### WORKING DATA

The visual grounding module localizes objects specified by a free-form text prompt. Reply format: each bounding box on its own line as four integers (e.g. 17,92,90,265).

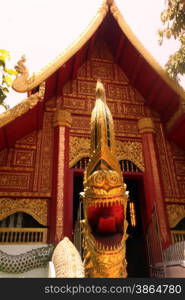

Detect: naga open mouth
87,201,124,250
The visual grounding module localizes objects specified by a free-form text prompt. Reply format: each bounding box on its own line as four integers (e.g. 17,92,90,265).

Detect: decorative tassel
129,202,136,227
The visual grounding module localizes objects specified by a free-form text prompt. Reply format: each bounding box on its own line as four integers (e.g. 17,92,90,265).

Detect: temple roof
0,0,185,149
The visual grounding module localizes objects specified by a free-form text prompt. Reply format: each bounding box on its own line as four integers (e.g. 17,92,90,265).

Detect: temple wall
0,42,185,232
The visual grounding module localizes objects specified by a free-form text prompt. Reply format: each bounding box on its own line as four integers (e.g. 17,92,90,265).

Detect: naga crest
82,81,128,278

### INSTRUCTION
Show each line of the material above that contains the word "Detect". Case counts.

### EXERCISE RESPONSE
Detect: naga open mouth
Detect: decorative tassel
Detect: temple roof
Detect: temple wall
Detect: naga crest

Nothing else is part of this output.